- **WHAT THIS TASK INVOLVES**
Set every entry down again exactly, excluding any pictures.

DATA UNDER STUDY below:

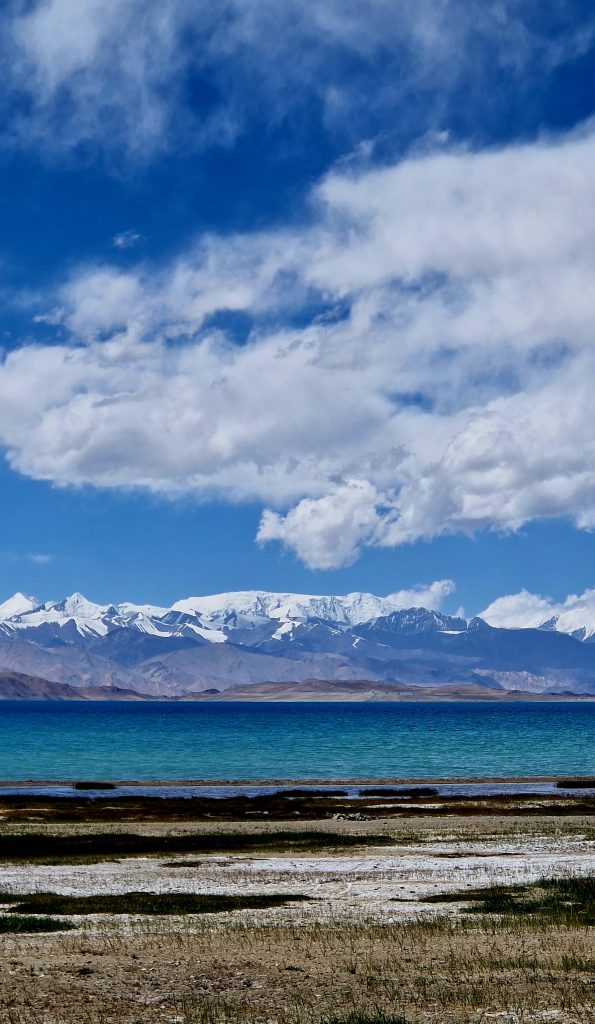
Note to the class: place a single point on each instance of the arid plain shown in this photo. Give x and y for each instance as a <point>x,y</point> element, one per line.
<point>298,907</point>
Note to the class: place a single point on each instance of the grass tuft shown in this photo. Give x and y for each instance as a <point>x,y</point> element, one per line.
<point>567,902</point>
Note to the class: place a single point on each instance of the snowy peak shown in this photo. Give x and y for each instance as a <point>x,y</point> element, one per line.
<point>579,623</point>
<point>214,617</point>
<point>253,607</point>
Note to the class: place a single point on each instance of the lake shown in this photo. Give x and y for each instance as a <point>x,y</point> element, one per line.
<point>168,741</point>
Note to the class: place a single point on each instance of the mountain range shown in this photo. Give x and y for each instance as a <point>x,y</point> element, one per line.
<point>256,637</point>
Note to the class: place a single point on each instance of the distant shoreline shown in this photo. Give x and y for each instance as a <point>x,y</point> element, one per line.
<point>335,780</point>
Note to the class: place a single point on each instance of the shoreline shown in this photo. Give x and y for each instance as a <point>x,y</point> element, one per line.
<point>335,780</point>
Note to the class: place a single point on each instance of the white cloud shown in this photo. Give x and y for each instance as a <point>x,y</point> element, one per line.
<point>443,382</point>
<point>126,240</point>
<point>327,532</point>
<point>425,596</point>
<point>525,610</point>
<point>116,74</point>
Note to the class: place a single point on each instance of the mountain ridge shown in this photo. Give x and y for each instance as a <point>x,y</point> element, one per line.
<point>252,636</point>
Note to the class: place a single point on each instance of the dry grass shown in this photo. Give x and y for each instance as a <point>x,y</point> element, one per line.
<point>287,966</point>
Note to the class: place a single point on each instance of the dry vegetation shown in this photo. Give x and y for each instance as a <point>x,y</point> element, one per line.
<point>445,924</point>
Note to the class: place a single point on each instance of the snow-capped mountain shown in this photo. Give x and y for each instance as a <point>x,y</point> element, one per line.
<point>212,617</point>
<point>257,637</point>
<point>578,623</point>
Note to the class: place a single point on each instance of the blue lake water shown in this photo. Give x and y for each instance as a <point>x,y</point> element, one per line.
<point>49,740</point>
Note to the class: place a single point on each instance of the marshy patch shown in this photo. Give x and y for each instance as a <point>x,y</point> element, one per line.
<point>411,791</point>
<point>138,903</point>
<point>44,848</point>
<point>93,785</point>
<point>567,902</point>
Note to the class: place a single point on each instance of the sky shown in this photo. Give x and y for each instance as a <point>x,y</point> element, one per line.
<point>298,297</point>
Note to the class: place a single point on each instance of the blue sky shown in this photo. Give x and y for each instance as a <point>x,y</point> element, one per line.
<point>297,298</point>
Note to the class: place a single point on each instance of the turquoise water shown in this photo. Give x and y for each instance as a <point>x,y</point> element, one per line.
<point>48,740</point>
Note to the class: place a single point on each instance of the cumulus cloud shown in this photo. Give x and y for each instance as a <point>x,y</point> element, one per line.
<point>420,359</point>
<point>126,240</point>
<point>424,596</point>
<point>576,612</point>
<point>327,532</point>
<point>117,76</point>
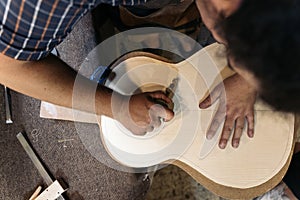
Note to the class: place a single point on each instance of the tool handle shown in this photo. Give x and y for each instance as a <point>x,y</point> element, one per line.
<point>7,106</point>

End of DATA UNDER STUDY.

- **TASK RESULT**
Note to the class: place a single point on each instance of the arid plain shown in this photo. Give x and y for each instance as a <point>x,y</point> element, one per line.
<point>298,907</point>
Note to the class: place a single point on each instance of the grass tuft shown in this photo. Give x and y for each instance as a <point>x,y</point> element, one per line.
<point>567,902</point>
Note to the class: place a single point on each instance of the snowy peak shown in this photo. Give x and y for each instance as a <point>x,y</point> element, one per line.
<point>579,623</point>
<point>214,617</point>
<point>253,607</point>
Note to the class: place a single point on each instance of the lake shown in this photo. Give x and y for each instance as a <point>x,y</point> element, one per line.
<point>168,741</point>
Note to the class: place a single point on each instance of the mountain range shown in this photo. Give x and y for each instance as a <point>x,y</point> element, one per line.
<point>256,637</point>
Note to the class: place a single point on each instance of the distant shoreline shown in this photo. Give x and y for each instance as a <point>x,y</point> element, one per line.
<point>335,780</point>
Note to the class: place a single point on each instance of the shoreline shown in this photo. Give x and y for each instance as a <point>x,y</point> element, one per line.
<point>335,780</point>
Note to the class: place a single point on each instance of the white cloud shown in this photo. Give x and y for each instance as a <point>x,y</point> element, one per line.
<point>443,382</point>
<point>126,240</point>
<point>327,532</point>
<point>425,596</point>
<point>525,610</point>
<point>116,74</point>
Note to the class: place a single point on each instance of the mountain ridge shown in this photo. Give x and y for each instance as a <point>x,y</point> element, one per line.
<point>252,636</point>
Note to the class: place a single point on each instance of the dry grass shown in this photo. Give x and y for each instance as a <point>x,y</point> element, one per line.
<point>287,966</point>
Note to the class: place a single point on each instance of the dry vegetation shown in this photo. Give x and y for each instance as a <point>x,y</point> element, one per line.
<point>445,924</point>
Note to the class: place a single point on each instance of the snow-capped mountain shown in this photo. Give x and y for each instance as a <point>x,y</point> element, one per line.
<point>212,617</point>
<point>257,637</point>
<point>578,623</point>
Note to the class: place a single point on each instance of the blue lake water shown in this photo. Give x and y for each instance as a <point>x,y</point> element, one per line.
<point>49,740</point>
Note to the class: place a single point on each instance of the marshy patch shown in this photo. Give x and y for each instance as a <point>x,y</point> element, one per line.
<point>411,791</point>
<point>138,903</point>
<point>44,848</point>
<point>93,785</point>
<point>567,902</point>
Note to the class: place a single point on each instance of the sky shown in this photo. Give x and y for each instance as a <point>x,y</point> element, one per line.
<point>298,297</point>
Note to the class: place a single point on each instance of the blue sky shown in this photo. Give x and y for each instance as a <point>x,y</point> element, one per line.
<point>297,298</point>
Note to the class: place a single point on each instance of the turquoise water shown in this photo. Give x and y for each instance as a <point>x,y</point> element, one per line.
<point>48,740</point>
Note to the class: place a single point on each instance of the cumulus cloud shown in this photo. Give x and y for each instance as a <point>x,y</point> element, one per line.
<point>420,359</point>
<point>126,240</point>
<point>424,596</point>
<point>576,612</point>
<point>327,532</point>
<point>117,76</point>
Note to the class: place a single point on each instance of the tool handle shown in this photo. Give x and y for each instance as a <point>x,y</point> element, one per line.
<point>7,106</point>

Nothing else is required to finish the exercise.